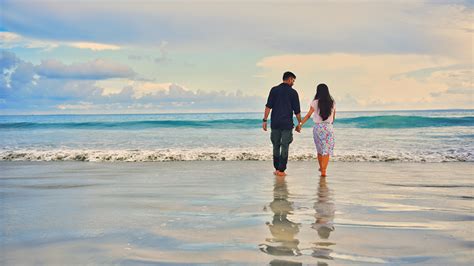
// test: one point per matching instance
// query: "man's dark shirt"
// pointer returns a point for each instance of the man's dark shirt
(283, 100)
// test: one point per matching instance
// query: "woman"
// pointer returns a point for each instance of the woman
(323, 133)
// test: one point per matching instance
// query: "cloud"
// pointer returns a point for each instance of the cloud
(312, 27)
(93, 46)
(386, 81)
(11, 40)
(95, 70)
(54, 87)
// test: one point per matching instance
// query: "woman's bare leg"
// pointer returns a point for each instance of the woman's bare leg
(319, 161)
(324, 164)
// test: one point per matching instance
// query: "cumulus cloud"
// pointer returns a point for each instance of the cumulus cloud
(12, 39)
(54, 87)
(329, 26)
(96, 69)
(405, 81)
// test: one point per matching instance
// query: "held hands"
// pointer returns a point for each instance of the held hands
(298, 127)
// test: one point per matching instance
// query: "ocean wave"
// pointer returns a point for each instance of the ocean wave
(385, 121)
(398, 121)
(221, 155)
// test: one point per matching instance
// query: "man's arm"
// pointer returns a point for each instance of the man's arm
(265, 117)
(268, 107)
(295, 103)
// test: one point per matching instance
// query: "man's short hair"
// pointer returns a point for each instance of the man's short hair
(288, 75)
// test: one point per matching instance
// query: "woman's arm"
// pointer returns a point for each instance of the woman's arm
(308, 115)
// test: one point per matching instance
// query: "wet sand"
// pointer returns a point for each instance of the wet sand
(64, 213)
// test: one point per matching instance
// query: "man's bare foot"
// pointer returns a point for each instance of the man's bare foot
(281, 173)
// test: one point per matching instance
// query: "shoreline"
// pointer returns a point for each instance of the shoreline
(236, 212)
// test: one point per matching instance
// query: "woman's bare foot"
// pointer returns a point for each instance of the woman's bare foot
(279, 173)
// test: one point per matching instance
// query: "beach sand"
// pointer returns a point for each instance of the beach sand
(64, 213)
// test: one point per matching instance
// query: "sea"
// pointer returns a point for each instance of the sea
(379, 136)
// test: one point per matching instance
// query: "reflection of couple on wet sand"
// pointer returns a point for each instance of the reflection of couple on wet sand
(284, 231)
(283, 101)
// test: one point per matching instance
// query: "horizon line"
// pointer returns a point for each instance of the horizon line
(183, 113)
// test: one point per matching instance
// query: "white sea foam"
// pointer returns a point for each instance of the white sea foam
(220, 154)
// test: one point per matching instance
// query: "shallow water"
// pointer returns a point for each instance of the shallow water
(408, 136)
(236, 212)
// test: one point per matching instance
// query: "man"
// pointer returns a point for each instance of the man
(283, 100)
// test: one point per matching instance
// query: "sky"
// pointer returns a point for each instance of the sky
(115, 56)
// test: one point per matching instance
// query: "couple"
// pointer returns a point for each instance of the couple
(283, 100)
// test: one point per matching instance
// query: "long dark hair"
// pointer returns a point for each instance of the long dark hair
(325, 101)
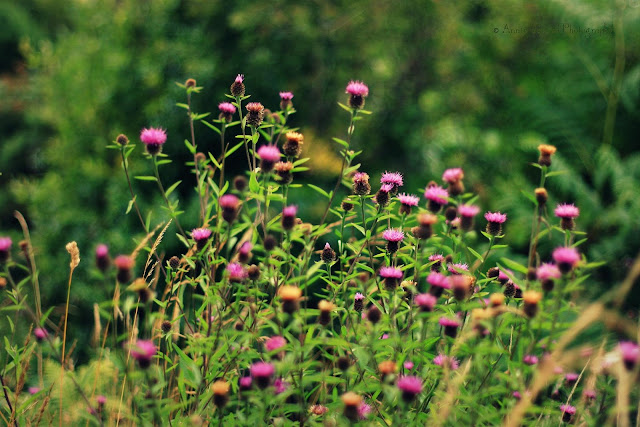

■ ABOUT THIS TASK:
Repeat the full set of records exactly, and output no pictures.

■ FINAL ANSWER:
// test: one point per matching instance
// query: "man's dark shirt"
// pointer returns a point for each instance of the man's dark shirt
(283, 100)
// test: one point per matching instance
// query: "woman"
// pointer returns a point for each instance of the woman
(323, 133)
// test: one point per matching instance
// query: "cloud"
// pointer returns a point for each instance of the cloud
(312, 27)
(93, 46)
(386, 81)
(11, 40)
(95, 70)
(54, 87)
// test: one point per matching instance
// query: "woman's bare leg"
// pointer returns a point for each instance of the woman's bare leg
(319, 161)
(324, 164)
// test: one point per matching instance
// query: "cumulus cloud"
// pointer returns a point for each instance of the cumulus cloud
(12, 39)
(54, 87)
(329, 26)
(96, 69)
(405, 81)
// test: one point per matching instance
// query: "held hands"
// pointer returns a point for each instance of the held hands
(298, 127)
// test: one point per matching instance
// query: "ocean wave"
// pointer returns a point for each instance of the ocean wave
(385, 121)
(398, 121)
(221, 155)
// test: one point per matching instance
// query: "man's arm"
// pointer returns a point for each instance of the man's arm
(265, 117)
(268, 107)
(295, 103)
// test: one point per matching instance
// query: "man's short hair"
// pointer returns a point for each instance of the man's short hair
(288, 75)
// test: one point per matching instance
// query: "woman's arm"
// pointer returns a point for each instance of the woman's arm
(308, 115)
// test: one point per matching instance
// query: "wet sand"
// pointer returns a point for each instance of the wet sand
(64, 213)
// test: one point per matching instance
// query: "man's bare foot"
// pointer returns a point for each instance of the man's bare foot
(281, 173)
// test: one point per matching instance
// query: "shoreline"
// pointer returns a point for each instance of the shoreline
(236, 212)
// test: one point per matching instance
// query: "woman's bare foot"
// pointer returns a point for each instance of the woman's bare foot
(279, 173)
// test: one point per matching instance
// query: "beach sand"
// pointer returns a point for each instance of the beach sand
(64, 213)
// test: one point per matching instance
// query: "sea"
// pointer returns a point for each instance of the sea
(379, 136)
// test: one point per matching instance
// query: "reflection of couple on wet sand"
// pointer returns a point for each instance of the reflection of couple on wet sand
(284, 231)
(283, 101)
// test: one point per matching instance
// query: "horizon line"
// pointer returns a point for each instance of the horizon line
(183, 113)
// test: one point per matching instance
// query: "white sea foam"
// pointer returns a point for each instance of the white sea foam
(220, 154)
// test: one point per matching instance
// query: "shallow water"
// pointer returns a point for each instance of the shallow water
(408, 136)
(236, 212)
// test: one point per matching instance
// query: "man"
// pointer returns a point for each instance of the man
(283, 100)
// test: one point per matching instance
// query: "sky"
// pointer returns a point for each instance of the sky
(115, 56)
// test: one point per matching instance
// query: "couple"
// pointer returns a point for each instance of the couple
(283, 100)
// test: one point per matching instance
// query: "long dark hair"
// pointer returns a point for each instance of the long dark hair
(325, 101)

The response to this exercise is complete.